(Pointing records)
::::::::::
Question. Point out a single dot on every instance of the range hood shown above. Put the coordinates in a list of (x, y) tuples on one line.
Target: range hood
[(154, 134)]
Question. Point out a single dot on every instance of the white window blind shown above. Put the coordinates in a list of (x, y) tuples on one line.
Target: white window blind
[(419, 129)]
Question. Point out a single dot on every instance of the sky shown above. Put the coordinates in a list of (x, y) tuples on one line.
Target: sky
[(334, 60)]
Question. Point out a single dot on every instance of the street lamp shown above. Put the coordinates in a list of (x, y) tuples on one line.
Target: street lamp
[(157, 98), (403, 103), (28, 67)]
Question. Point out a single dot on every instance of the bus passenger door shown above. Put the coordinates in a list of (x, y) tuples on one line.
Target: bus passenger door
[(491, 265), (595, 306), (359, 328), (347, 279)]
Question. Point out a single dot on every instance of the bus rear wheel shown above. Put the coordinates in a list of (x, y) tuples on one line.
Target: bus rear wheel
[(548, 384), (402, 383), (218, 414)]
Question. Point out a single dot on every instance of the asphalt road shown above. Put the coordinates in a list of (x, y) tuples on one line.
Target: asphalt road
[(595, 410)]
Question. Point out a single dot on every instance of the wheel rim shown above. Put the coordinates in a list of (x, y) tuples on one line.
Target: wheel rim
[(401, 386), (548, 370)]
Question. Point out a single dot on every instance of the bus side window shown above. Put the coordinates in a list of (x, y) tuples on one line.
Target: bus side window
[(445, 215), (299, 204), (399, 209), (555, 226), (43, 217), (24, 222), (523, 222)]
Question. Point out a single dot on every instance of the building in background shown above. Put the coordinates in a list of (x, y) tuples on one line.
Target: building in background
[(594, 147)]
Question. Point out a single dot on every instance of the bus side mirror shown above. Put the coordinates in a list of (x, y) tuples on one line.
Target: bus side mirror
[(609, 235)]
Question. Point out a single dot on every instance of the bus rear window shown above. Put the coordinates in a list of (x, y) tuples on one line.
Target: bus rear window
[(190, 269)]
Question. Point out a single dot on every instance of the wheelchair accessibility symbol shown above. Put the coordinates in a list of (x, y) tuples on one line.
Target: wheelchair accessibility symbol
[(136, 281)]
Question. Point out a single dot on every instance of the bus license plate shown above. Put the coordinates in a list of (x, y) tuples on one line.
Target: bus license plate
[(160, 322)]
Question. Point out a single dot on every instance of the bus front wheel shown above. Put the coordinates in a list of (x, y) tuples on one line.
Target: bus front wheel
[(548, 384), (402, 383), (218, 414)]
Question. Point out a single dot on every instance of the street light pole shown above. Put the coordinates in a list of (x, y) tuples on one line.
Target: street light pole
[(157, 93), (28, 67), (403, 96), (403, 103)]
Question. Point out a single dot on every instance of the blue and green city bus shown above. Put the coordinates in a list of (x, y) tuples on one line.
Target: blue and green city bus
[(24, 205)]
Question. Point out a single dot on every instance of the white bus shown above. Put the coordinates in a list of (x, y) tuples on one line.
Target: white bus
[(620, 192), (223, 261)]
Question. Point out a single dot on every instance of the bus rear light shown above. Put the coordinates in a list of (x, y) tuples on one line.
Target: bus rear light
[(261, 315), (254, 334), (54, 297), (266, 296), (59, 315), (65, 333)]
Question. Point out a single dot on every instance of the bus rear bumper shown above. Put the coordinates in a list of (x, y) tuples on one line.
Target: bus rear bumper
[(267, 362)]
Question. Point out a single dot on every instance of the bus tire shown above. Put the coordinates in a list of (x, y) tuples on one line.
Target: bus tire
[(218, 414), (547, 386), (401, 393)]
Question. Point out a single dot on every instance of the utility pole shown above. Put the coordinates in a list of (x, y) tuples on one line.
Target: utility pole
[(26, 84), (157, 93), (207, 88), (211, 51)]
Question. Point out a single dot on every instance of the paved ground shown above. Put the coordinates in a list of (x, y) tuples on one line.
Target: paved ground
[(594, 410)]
::::::::::
- [EXERCISE TASK]
Copy out all of the data above, line for line, with no alterations.

- [FULL ANSWER]
Question. Point out a single dot on every instance of the range hood shown above. Put the coordinates in a list of (x, y) tuples on one line.
Target: range hood
[(154, 134)]
Question. Point out a single dot on every instance of the white window blind shown above. Put the coordinates in a list of (x, y) tuples on one line.
Target: white window blind
[(419, 129)]
Question. Point out a single dot on every instance of the sky shown above. Put the coordinates in a list of (x, y) tuples on one line.
Target: sky
[(334, 60)]
Question. Point out a single dot on every instance of the street lamp shown above. Put the coordinates in a list of (x, y) tuples on one line.
Target: street lamp
[(157, 98), (403, 103), (28, 67)]
Question. Point out a single dot on every instance of the bus passenger door shown above. Put the coordinates in a list of (x, y) tuples on one line.
Target: bus passenger door
[(491, 265), (595, 306), (359, 328), (347, 279)]
Question. Point out a single dot on every instance of the bus rear wheel shown above. Put the coordinates in a list of (x, y) tuples on one line.
Target: bus rear wheel
[(548, 384), (402, 383), (218, 414)]
Question. Point out a single dot on every instance of the asphalt road shown above. Put the coordinates in a list of (x, y) tuples on one line.
Target: asphalt road
[(595, 410)]
Question. Point out a single dot on every instance of the wheel rim shown above. Put the coordinates in a list of (x, y) tuples on one line.
Target: wheel rim
[(401, 386), (548, 370)]
Question. Point out a single dot on every instance of the bus side window shown above. Put the coordinates in a list of (x, y) tuples on one line.
Target: bus side window
[(445, 215), (299, 204), (399, 209), (555, 226), (43, 217), (24, 222), (523, 222)]
Question. Point out a single dot on every instance of the building in background shown above. Put the coordinates in a list of (x, y) tuples on one line.
Target: building in background
[(594, 147)]
Question. Point out a single dot on every instance of the bus side mirror shown above. Put the coordinates in a list of (x, y) tuples on one line.
Target: bus side mirror
[(609, 235)]
Question. Point out a single dot on every instance of the bus rear window shown above. Put the coordinates in a list of (x, y) tuples on one line.
Target: bus rear window
[(190, 269)]
Question. Point out a single dot on every instance of the wheelchair accessibility symbol shown above. Put the coordinates in a list of (x, y) tuples on one line.
Target: wheelchair accessibility symbol
[(136, 281)]
Question. Point out a single dot on every instance of the bus license plate shown above. Put the coordinates in a list of (x, y) tuples on one line.
Target: bus license plate
[(160, 322)]
Question. Point out a single dot on every instance of the bus front wheel shown above. Put the coordinates in a list of (x, y) tuples on one line.
Target: bus front wheel
[(548, 384), (402, 383), (218, 414)]
Question. Point out a single dot on every instance of the street light pole shown above. Put the coordinates in a list of (x, y) tuples on one line.
Target: street light pole
[(157, 93), (28, 67), (403, 96), (403, 103)]
Question. Point out a single dot on every instance of the blue and green city bus shown above. Put the coordinates in a list of (x, y) tuples on one line.
Target: blue and green city bus
[(24, 205)]
Question. Point out a single dot on every instance of the white bus shown above. Put the coordinates in a list of (x, y) tuples on one line.
Target: white bus
[(620, 192), (223, 261)]
Question. Point out a single dot on every instance of the bus rear light shown above. Put the coordinates in a list of (x, y) tuples on one line.
Target: bus rear light
[(261, 315), (254, 334), (54, 297), (266, 296), (59, 315), (65, 333)]
Question. Point out a single dot on every instance of the bus rear bumper shown above. Put the coordinates in a list of (x, y) tuples on one line.
Target: bus rear bumper
[(267, 362)]
Question. Point out a single dot on every instance of the bus tire shown above. Put the coordinates in a list of (x, y) tuples on one line.
Target: bus tire
[(218, 414), (547, 386), (401, 393)]
Question. Point out a single dot on every instance of the utility pole shown above. Put the coordinates in a list of (x, y) tuples on one line.
Target: utility pole
[(26, 84), (157, 93), (207, 88), (211, 51)]
Question. Point out a single dot on every instance of the paved ground shown above. Put the coordinates in a list of (x, y) tuples on one line.
Target: paved ground
[(594, 410)]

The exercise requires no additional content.